■ **EXERCISE INSTRUCTIONS**
Put the rows below into a numbered list, starting with the row that contains "the white siding" and going on through the row that contains "xmin=58 ymin=54 xmax=102 ymax=65", with both of those rows included and any blank rows left out.

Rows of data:
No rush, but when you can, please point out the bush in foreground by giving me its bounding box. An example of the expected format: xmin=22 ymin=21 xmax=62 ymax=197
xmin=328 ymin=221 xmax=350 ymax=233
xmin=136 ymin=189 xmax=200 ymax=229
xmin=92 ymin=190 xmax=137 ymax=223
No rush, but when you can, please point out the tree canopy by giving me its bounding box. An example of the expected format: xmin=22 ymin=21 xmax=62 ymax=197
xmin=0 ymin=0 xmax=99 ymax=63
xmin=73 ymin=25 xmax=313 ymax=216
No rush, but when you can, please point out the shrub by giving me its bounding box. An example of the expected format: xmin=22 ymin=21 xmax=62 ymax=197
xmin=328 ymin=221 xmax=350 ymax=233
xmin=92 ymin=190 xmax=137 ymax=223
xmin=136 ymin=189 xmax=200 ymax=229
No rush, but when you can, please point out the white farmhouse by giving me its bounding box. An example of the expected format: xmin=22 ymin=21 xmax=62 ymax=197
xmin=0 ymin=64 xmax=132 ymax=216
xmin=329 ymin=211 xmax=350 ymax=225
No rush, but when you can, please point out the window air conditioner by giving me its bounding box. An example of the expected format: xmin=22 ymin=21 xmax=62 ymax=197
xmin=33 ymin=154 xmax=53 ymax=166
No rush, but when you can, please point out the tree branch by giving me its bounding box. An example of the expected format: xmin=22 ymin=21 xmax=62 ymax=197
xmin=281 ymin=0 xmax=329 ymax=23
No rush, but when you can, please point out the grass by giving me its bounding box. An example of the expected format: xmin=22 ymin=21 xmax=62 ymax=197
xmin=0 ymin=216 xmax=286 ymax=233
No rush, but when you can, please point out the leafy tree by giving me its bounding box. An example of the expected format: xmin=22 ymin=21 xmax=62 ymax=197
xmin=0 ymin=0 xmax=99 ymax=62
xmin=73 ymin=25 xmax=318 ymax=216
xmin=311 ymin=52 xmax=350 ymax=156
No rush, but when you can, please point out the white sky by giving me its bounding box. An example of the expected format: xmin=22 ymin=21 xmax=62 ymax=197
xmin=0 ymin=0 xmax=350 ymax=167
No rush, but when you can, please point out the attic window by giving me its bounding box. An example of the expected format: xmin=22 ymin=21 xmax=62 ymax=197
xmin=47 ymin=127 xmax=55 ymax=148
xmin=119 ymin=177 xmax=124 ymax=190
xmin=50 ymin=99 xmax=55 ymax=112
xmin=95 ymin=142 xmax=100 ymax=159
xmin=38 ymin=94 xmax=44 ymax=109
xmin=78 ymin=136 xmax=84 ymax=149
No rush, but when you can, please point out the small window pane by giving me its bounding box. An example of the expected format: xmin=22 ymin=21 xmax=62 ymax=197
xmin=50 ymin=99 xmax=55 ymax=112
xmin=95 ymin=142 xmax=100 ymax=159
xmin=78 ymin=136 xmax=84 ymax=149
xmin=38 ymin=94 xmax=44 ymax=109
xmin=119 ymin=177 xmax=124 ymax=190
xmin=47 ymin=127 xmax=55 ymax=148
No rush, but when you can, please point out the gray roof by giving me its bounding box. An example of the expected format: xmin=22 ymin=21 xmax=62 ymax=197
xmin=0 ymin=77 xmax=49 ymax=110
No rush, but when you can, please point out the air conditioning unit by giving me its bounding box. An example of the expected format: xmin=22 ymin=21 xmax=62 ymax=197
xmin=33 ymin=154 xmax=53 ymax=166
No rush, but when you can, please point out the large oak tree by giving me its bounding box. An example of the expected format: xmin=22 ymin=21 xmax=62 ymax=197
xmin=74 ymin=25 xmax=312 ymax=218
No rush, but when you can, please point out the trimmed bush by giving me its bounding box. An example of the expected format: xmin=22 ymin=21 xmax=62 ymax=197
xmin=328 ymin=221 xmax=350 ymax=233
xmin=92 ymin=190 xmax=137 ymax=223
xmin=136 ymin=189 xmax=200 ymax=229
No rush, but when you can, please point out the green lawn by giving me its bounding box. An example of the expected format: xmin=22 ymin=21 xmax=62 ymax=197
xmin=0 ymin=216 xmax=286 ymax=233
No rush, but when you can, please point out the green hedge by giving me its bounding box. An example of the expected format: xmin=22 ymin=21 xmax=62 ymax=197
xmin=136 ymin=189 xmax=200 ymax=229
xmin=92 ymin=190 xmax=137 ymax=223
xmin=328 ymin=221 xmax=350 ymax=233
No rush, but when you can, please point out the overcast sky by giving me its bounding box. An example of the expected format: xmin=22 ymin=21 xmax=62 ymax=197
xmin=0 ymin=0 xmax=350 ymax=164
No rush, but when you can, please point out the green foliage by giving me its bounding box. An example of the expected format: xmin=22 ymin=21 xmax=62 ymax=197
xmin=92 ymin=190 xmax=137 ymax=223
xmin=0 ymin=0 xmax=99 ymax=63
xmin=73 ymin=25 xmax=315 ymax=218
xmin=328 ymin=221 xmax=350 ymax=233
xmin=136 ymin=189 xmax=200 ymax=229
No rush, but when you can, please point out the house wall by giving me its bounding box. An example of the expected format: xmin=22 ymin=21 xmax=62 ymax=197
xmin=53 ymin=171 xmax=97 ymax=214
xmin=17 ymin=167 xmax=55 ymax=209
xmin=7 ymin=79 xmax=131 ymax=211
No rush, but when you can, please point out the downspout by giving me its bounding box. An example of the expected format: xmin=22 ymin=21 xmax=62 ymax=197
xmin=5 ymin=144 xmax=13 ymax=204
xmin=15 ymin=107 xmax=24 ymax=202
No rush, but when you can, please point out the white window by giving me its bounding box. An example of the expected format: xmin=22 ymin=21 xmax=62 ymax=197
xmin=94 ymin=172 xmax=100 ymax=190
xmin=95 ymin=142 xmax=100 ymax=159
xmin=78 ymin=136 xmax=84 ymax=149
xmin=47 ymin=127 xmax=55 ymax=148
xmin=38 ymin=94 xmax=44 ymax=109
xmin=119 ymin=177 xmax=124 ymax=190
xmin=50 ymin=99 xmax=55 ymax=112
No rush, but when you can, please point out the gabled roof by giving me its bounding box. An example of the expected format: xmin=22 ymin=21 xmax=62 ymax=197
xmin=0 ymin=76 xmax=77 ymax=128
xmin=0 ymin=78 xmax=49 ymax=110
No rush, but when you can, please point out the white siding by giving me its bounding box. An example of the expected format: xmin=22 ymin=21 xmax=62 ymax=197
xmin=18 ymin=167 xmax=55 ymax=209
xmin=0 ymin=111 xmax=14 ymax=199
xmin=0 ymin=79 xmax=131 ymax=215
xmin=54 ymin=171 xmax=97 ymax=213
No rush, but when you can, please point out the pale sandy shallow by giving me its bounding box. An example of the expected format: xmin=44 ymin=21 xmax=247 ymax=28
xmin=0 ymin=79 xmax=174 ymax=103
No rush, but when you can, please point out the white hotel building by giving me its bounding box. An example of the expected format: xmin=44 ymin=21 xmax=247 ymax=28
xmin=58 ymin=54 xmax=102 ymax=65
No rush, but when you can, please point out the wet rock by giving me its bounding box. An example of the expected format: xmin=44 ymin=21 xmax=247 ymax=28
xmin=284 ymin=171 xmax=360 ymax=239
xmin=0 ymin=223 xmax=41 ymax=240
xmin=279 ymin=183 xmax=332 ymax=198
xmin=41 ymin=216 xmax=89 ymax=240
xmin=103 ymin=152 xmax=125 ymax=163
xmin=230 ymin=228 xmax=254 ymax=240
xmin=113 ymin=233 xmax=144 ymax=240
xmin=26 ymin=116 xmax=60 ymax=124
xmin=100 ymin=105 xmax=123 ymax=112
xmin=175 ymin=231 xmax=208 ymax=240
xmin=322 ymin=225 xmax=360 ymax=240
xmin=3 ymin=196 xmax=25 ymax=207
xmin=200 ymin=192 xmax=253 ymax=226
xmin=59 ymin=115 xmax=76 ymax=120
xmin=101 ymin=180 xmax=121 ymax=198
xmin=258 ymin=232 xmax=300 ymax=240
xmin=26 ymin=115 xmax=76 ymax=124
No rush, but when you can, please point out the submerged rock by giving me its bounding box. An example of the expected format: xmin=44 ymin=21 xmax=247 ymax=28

■ **COMPLETED EXERCISE**
1. No rush, but when you can, please point out the white siding by giving me its bounding box. An example of the expected format: xmin=22 ymin=21 xmax=62 ymax=197
2. xmin=18 ymin=167 xmax=55 ymax=209
3. xmin=0 ymin=111 xmax=14 ymax=199
4. xmin=0 ymin=79 xmax=131 ymax=215
5. xmin=54 ymin=171 xmax=97 ymax=213
6. No rush, but when you can, please point out the pale sandy shallow by giving me its bounding box. An example of the expected format: xmin=44 ymin=21 xmax=247 ymax=28
7. xmin=0 ymin=79 xmax=174 ymax=103
8. No rush, but when you can, please point out the white hotel building by giving me its bounding box. An example of the expected format: xmin=44 ymin=21 xmax=247 ymax=28
9. xmin=58 ymin=54 xmax=102 ymax=65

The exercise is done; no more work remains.